ELENCO DEI COMPITI —
a - Puoi riscrivere in forma di elenco puntato il paragrafo del brano su Cesare Pavese che comincia con "Ma Pavese è anche la sua mancata resistenza", conservandone i fatti principali?
b - Scrivi il seguito del brano su Cesare Pavese, riprendendo subito dopo la sua ultima frase.

ESTRATTO FORNITO —
Un intellettuale oltreoceano

(Credits: Pmk58, Creative Commons)
Se è vero in generale che “sei i libri che hai letto” (Tu non sei i tuoi anni, Hernest Hemingway), ciò è vero all’ennesima potenza per Pavese. Profondo conoscitore della letteratura italiana ed europea, è uno dei primi che scopre e traduce autori statunitensi, tanto da laurearsi con una tesi su Walt Whitman e da tradurre Herman Melville. Il mestiere di vivere è così ricco di citazioni e riflessioni al punto da essere stato spesso associato allo Zibaldone di Leopardi. Lo scrittore riflette di poetica, metrica, letteratura comparata, filosofia. Da ricordare inoltre l’incarico ottenuto alla casa editrice Einaudi: gli fu concesso il lavoro in quanto meno invischiato politicamente rispetto ad altri.
La Resistenza: io non c’ero

Pavese, Ginzburg, Antonicelli, Frassinelli (Credits: parchi letterari)
Ma Pavese è anche la sua mancata resistenza. Antifascista per indole, sarà coinvolto suo malgrado nel clima di ribellione degli anni Trenta e per questo destinato al confino. Dopo il suo ritorno a Torino non imbraccerà mai le armi contro i nazifascisti. Il rimorso di non aver partecipato alla Resistenza lo accompagnerà per tutta la vita. Tanti intellettuali a lui contemporanei hanno preso strade diverse in quei terribili anni; molti dei suoi migliori amici sono morti. E strazianti sono le parole nel diario per Leone Ginzburg, della cui morte viene a conoscenza quasi un mese dopo.
3 marzo 1944: «L’ho saputo il 1 marzo. Esistono gli altri per noi? Vorrei che non fosse vero per non star male. Vivo come in una nebbia, pensandoci sempre ma vagamente. Finisce che si prende l’abitudine a questo stato, in cui si rimanda sempre il dolore vero a domani, e così si dimentica e non si è sofferto»
In questi giorni, in cui da poco è stato celebrato il 25 aprile, sembra controproducente soffermarsi su un autore che “non c’era”. Ma credo che anche questo sia necessario per conoscere la persona di Cesare Pavese: un uomo amante della vita, in tutte le sue forme, ma che non ha avuto la fermezza di lottare per i propri ideali. Il suo non-agire non è nascosto: è riscontrabile dappertutto, e metaforicamente anche nell’immobilità dei luoghi e delle persone delle sue opere. Nel diario spesso si chiede chi voglia prendere in giro, chi cerchi di ingannare parlando di ideali, di felicità, di vita. Ecco, Pavese è uno dei pochi intellettuali fedele a se stesso, che non finge di essere un altro. Nel bene e nel male.

ELENCO DEI DATI —
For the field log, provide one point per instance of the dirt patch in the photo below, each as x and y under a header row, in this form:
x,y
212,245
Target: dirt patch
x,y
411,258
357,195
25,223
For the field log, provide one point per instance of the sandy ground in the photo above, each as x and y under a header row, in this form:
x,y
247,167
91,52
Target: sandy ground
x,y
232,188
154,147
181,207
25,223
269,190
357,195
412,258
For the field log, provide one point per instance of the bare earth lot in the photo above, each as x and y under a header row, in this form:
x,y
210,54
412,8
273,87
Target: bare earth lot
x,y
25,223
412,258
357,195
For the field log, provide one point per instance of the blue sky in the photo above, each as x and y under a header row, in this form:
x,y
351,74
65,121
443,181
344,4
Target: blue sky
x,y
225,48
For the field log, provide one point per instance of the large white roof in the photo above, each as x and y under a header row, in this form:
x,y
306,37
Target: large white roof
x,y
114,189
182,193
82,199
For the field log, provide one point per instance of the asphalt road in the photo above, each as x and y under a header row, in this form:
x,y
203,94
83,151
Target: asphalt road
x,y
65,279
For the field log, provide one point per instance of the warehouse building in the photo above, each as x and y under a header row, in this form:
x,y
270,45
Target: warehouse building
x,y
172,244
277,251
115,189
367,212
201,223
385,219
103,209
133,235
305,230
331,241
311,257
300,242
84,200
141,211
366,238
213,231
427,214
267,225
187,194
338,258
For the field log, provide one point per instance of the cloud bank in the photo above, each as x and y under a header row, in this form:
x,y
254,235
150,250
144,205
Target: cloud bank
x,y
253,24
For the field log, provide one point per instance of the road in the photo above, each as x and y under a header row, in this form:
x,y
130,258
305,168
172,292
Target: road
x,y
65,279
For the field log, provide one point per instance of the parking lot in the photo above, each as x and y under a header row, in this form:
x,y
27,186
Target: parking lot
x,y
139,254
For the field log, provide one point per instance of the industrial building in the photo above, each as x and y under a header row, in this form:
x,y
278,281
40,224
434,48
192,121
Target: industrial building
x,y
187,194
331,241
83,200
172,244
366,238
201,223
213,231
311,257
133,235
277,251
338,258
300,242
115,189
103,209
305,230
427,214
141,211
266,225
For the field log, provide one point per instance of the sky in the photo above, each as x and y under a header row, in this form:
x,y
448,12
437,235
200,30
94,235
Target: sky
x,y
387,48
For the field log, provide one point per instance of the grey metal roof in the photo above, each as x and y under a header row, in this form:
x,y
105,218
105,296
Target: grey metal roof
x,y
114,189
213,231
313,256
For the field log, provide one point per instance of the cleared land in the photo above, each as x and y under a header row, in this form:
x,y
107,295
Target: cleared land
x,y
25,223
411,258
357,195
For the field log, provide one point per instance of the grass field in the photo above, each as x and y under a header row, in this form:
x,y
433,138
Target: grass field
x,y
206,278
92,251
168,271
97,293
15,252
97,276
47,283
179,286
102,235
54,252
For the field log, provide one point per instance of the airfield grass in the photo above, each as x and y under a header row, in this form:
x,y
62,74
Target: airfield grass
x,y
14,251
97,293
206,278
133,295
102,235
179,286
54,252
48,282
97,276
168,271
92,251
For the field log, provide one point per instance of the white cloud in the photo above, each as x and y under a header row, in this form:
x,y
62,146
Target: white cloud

RISULTATI PER COMPITO —
a -
- Pavese era antifascista per indole ma non partecipò alla Resistenza.
- Negli anni Trenta fu coinvolto suo malgrado nel clima di ribellione, e per questo fu mandato al confino.
- Tornato a Torino, non prese mai le armi contro i nazifascisti.
- Il rimorso per non aver partecipato alla Resistenza lo accompagnò per tutta la vita.
- Molti intellettuali suoi contemporanei presero strade diverse, e molti dei suoi migliori amici morirono.
- Nel diario scrisse parole strazianti per Leone Ginzburg, della cui morte seppe quasi un mese dopo.

b -
Le donne di Cesare Pavese
L’uomo Cesare Pavese è anche la somma delle donne che ha desiderato, che ha avuto e che ha perso. Ovunque dominano le figure femminili che alterano gli equilibri degli ambienti in cui vivono, come Clelia, la moglie incomprensibile di Guido nell’opera La spiaggia, o Cate, donna semplice da un passato misterioso che ricompare dopo anni davanti a Corrado nella Casa in collina.
Pavese ha un rapporto controverso con l’altro sesso: è un mistero che non coglierà mai. Da giovani, le ragazze sono frivole e spesso ignoranti: un Pavese giovane e intellettuale si sente superiore all’altro sesso, come evidenziano i tanti episodi erotici accennati nei testi, nei quali per la ragazza è quasi sempre la prima volta mentre per il suo alter ego no. Ma poi le ragazze crescono e diventano donne: hanno conosciuto la vita, sono madri, mogli. E Pavese, che invece è rimasto lo stesso, si sente in difetto, inferiore, nudo.
Tutto questo fa schifo. Non parole. Un gesto. Non scriverò più
(18 agosto 1950)
Infine, Cesare Pavese è il suo suicidio. Dopo averlo conosciuto nel dettaglio, ammetto di aver sperato che non si sarebbe tolto la vita. Ero molto tentata di non leggere la fine del diario, un po’ come mia sorella, quando ha deciso di non leggere la conclusione della biografia di Giulio Cesare sperando così che non sarebbe morto.

(Credits: Einaudi)
Quanto deve aver sofferto una persona per decidere di porre un limite non naturale alla propria vita! Nessuno ha il diritto di giudicare il gesto né può avere la presunzione di trovare delle giustificazioni.
Non ci si uccide per amore di una donna. Ci si uccide perché un amore, qualunque amore, ci rivela la nostra nudità, miseria, inermità, amore, disillusione, destino, morte.
(Il mestiere di vivere, 25 marzo 1950).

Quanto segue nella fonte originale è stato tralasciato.